### Passage given
(begin)
Crispy bottom pan-fried fried vegetable buns made with no yeast, are perfectly crunchy and crispy on the outside, yet tender and chewy on the inside with a savoury vegetarian filling made with stir-fried mushrooms, carrots, and vermicelli noodles. Say goodbye to takeout and serve this popular Chinese snack at home with a homemade vinegar dipping sauce.
What are Crispy Bottom Vegetable Buns?
Crispy bottom vegetable buns are a popular Chinese street food, also known as shui jian bao (which translates to "water fried bun"). They are first fried to get that iconic golden crispy bottom, and then steamed to cook the inside and give the buns their soft and fluffy texture inside.
Here is what you will need to make these vegetable buns:
- bun dough - made with all-purpose flour, salt, and boiling water. Adding hot boiling water in flour is a technique known as flour scalding, which breaks down starch in the flour and makes the dough softer and more stretchy. It also makes the dough much easier to knead.
- rice vermicelli noodles
- brown mushrooms
- carrots
- green onions
- garlic
- seasonings - soy sauce, sesame oil, white pepper, vegetable stock powder (optional), and salt.
(end)
(Outline annotation records)
(begin)
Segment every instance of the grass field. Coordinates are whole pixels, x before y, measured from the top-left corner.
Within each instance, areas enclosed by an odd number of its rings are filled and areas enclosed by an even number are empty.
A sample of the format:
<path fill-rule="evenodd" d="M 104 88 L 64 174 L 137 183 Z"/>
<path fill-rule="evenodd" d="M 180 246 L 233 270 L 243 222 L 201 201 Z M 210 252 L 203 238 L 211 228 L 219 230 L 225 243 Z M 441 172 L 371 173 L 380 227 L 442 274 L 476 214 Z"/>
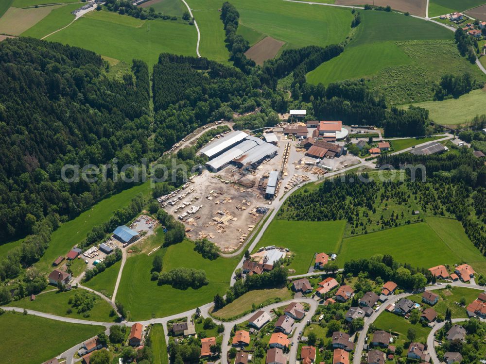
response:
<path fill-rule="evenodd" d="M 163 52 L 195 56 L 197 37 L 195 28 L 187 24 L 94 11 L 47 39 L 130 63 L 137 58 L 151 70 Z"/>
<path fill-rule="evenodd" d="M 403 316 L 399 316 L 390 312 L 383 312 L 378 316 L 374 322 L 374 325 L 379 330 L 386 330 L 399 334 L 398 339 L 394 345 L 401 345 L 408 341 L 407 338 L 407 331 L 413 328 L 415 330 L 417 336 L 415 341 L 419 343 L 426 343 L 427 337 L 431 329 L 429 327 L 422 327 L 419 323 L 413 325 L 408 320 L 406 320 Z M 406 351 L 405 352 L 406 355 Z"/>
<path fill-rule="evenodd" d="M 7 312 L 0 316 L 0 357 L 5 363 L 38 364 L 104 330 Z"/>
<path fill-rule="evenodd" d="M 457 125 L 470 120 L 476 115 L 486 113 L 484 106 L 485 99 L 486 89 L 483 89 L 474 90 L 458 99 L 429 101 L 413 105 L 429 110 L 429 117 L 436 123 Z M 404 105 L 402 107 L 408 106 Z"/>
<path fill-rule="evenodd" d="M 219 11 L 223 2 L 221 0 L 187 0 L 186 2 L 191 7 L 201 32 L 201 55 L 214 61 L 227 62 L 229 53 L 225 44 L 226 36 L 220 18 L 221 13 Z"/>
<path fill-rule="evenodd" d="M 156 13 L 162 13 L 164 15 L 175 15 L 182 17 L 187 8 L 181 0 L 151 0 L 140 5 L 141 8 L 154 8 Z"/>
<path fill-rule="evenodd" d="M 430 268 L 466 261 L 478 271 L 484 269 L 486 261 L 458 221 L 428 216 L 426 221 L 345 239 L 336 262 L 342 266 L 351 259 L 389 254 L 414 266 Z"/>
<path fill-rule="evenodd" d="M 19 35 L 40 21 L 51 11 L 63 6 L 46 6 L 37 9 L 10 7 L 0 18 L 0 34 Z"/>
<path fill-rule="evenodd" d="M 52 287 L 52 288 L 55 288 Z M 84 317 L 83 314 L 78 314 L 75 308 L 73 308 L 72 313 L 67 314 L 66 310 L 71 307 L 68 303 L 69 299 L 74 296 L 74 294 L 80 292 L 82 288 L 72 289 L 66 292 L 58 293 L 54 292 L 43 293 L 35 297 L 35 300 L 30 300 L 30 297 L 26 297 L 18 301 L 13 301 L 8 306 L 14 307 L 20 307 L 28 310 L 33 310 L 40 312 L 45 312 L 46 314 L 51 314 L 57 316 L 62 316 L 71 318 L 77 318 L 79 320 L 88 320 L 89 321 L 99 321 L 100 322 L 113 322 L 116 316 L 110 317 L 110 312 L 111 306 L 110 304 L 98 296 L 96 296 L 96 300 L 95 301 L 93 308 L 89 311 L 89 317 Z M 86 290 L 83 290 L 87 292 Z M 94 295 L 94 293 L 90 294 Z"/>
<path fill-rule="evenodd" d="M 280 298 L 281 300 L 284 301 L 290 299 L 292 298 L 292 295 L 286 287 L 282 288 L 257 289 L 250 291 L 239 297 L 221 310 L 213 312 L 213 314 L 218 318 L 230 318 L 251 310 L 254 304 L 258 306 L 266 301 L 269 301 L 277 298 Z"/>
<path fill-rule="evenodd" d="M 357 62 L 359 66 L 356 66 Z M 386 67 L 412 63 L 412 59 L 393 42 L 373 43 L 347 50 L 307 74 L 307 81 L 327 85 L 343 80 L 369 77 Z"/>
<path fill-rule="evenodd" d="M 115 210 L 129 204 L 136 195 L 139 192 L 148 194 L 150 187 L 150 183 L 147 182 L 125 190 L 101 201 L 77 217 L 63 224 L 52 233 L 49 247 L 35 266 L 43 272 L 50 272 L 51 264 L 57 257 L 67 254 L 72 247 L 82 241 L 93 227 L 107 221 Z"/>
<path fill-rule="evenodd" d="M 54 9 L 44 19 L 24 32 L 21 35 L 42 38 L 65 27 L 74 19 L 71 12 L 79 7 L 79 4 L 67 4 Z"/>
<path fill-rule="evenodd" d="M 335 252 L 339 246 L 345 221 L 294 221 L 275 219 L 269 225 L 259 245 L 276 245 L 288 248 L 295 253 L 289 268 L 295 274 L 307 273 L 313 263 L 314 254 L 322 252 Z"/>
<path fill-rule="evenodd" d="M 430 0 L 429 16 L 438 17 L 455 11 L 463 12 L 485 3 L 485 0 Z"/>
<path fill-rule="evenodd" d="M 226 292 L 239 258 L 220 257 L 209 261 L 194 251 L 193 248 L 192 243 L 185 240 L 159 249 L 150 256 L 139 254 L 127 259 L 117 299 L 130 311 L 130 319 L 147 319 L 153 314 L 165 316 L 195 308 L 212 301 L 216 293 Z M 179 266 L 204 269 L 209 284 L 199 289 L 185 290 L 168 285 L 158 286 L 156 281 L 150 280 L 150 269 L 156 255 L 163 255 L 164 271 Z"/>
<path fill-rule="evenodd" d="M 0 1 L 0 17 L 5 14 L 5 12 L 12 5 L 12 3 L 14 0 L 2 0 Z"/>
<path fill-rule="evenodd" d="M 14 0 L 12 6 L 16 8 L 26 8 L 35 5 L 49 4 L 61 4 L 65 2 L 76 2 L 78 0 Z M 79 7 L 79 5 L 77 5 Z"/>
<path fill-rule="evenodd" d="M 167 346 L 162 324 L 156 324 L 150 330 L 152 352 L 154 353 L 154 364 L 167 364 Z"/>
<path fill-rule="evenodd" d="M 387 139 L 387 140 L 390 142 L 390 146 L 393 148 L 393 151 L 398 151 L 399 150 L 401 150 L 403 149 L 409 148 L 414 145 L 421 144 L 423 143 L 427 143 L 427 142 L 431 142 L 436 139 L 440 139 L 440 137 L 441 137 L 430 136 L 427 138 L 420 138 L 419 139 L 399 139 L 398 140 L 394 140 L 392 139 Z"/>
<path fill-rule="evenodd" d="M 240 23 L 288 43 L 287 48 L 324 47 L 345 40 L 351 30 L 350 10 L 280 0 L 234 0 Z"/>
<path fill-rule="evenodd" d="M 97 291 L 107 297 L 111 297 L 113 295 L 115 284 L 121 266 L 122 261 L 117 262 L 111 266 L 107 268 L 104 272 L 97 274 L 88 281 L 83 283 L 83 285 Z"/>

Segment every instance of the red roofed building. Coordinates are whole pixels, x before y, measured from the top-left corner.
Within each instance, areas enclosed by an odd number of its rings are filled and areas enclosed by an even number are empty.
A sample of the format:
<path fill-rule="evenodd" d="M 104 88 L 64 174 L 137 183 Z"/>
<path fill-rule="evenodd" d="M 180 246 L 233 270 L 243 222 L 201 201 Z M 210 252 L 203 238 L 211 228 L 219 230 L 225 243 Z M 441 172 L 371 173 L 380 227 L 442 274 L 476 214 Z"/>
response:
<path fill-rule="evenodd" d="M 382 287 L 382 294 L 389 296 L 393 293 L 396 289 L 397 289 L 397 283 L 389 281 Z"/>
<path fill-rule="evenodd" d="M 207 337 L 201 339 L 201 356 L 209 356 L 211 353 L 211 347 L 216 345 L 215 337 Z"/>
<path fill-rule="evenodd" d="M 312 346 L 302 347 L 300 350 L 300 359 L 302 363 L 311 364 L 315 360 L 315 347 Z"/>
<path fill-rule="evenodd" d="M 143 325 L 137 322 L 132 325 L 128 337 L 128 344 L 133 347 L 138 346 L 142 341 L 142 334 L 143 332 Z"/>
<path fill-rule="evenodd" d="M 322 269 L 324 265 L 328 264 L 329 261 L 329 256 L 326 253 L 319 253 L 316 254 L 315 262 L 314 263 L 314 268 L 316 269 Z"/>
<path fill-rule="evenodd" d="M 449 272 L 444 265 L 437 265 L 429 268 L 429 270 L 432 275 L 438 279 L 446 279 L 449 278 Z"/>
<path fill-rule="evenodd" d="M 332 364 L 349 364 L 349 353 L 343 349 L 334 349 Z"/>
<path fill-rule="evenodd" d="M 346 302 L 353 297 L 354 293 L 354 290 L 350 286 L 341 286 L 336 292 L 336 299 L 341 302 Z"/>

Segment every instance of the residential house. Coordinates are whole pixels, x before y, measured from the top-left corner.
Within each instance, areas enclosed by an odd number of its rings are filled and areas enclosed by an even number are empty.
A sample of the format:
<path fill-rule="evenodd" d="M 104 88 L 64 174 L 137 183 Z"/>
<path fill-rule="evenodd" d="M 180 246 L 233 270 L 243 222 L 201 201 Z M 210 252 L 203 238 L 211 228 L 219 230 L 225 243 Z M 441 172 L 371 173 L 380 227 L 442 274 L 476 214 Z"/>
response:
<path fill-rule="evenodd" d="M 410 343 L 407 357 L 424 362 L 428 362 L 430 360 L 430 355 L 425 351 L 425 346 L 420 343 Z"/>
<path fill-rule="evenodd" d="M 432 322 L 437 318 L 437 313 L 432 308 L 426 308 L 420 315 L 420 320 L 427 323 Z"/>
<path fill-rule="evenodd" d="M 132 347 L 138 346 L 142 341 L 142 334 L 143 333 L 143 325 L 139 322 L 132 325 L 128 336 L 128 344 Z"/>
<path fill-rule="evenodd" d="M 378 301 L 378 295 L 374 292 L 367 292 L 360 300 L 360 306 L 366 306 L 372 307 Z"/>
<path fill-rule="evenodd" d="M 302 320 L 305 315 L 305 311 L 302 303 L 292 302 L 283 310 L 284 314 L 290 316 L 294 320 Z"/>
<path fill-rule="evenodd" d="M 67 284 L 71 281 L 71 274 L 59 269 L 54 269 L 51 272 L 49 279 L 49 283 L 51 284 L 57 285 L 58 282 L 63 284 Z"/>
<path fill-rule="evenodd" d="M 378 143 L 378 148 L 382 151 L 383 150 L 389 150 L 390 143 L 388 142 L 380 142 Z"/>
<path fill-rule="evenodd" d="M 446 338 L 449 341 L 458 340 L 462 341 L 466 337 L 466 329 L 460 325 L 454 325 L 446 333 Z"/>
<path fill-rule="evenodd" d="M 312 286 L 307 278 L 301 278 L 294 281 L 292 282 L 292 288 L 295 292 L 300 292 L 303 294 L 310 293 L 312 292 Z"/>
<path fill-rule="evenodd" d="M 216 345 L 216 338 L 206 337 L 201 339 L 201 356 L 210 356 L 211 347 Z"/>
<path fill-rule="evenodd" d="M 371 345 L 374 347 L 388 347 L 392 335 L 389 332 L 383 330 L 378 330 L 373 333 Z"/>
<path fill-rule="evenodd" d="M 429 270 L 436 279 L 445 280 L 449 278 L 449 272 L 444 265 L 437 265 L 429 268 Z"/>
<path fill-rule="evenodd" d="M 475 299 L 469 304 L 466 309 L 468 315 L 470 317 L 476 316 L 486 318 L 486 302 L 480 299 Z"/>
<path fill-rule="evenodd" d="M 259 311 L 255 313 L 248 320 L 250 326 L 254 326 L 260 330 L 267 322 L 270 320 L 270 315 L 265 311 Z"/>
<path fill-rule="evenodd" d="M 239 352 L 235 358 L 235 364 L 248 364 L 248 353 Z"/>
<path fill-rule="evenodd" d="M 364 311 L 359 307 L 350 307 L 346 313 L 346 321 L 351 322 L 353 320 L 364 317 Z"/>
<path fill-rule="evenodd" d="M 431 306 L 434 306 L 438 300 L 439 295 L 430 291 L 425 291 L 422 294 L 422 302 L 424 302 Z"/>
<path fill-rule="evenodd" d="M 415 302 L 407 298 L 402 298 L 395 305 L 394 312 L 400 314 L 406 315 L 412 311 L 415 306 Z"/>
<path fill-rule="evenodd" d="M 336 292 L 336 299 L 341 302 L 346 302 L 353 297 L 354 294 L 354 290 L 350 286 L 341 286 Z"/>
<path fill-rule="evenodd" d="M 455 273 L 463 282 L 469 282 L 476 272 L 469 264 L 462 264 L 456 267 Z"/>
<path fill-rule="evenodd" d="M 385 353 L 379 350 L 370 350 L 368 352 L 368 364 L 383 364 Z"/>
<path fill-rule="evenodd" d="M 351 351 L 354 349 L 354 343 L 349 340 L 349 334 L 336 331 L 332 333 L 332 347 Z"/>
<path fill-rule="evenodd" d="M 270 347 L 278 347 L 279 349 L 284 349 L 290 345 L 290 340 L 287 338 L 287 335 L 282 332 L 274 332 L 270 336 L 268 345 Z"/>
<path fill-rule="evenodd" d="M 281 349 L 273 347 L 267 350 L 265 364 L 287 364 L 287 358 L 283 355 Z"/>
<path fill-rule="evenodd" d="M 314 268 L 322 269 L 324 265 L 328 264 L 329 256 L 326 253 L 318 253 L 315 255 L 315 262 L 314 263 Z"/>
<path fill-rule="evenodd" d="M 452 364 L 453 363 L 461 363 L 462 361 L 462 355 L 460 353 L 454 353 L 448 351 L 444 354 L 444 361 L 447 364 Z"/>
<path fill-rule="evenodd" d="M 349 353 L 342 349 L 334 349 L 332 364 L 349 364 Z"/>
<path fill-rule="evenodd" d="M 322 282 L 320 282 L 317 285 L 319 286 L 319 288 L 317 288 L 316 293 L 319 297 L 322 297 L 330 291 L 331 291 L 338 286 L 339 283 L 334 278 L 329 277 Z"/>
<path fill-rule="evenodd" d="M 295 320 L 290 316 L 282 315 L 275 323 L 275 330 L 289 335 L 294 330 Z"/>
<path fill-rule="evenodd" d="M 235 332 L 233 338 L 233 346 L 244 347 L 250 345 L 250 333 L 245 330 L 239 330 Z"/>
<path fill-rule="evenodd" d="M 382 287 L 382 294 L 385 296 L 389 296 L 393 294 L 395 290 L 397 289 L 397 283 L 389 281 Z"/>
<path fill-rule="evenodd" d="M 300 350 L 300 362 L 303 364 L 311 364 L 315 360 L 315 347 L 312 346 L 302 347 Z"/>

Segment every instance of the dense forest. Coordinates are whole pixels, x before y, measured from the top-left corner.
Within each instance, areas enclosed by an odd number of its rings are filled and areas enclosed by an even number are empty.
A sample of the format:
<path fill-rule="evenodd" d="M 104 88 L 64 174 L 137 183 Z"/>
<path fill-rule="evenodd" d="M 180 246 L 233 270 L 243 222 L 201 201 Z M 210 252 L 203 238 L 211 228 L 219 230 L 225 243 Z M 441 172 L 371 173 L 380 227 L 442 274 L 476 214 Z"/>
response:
(end)
### Directives
1. Revise the vegetable bun text between "What are Crispy" and "fluffy texture inside.", inclusive, swapping "golden" for "amber".
2. Please state what the vegetable bun text says the name shui jian bao translates to.
3. Summarize the vegetable bun text in two sentences.
These rows have no connection to the vegetable bun text.

### Correct answers
1.
What are Crispy Bottom Vegetable Buns?
Crispy bottom vegetable buns are a popular Chinese street food, also known as shui jian bao (which translates to "water fried bun"). They are first fried to get that iconic amber crispy bottom, and then steamed to cook the inside and give the buns their soft and fluffy texture inside.

2. It translates to "water fried bun."

3. Crispy bottom vegetable buns, also called shui jian bao, are a popular Chinese street food that is fried for a golden crispy bottom and then steamed for a soft, fluffy inside. This no-yeast version uses a scalded-flour dough and a savory vegetarian filling of stir-fried mushrooms, carrots, and vermicelli noodles, and is served with a homemade vinegar dipping sauce.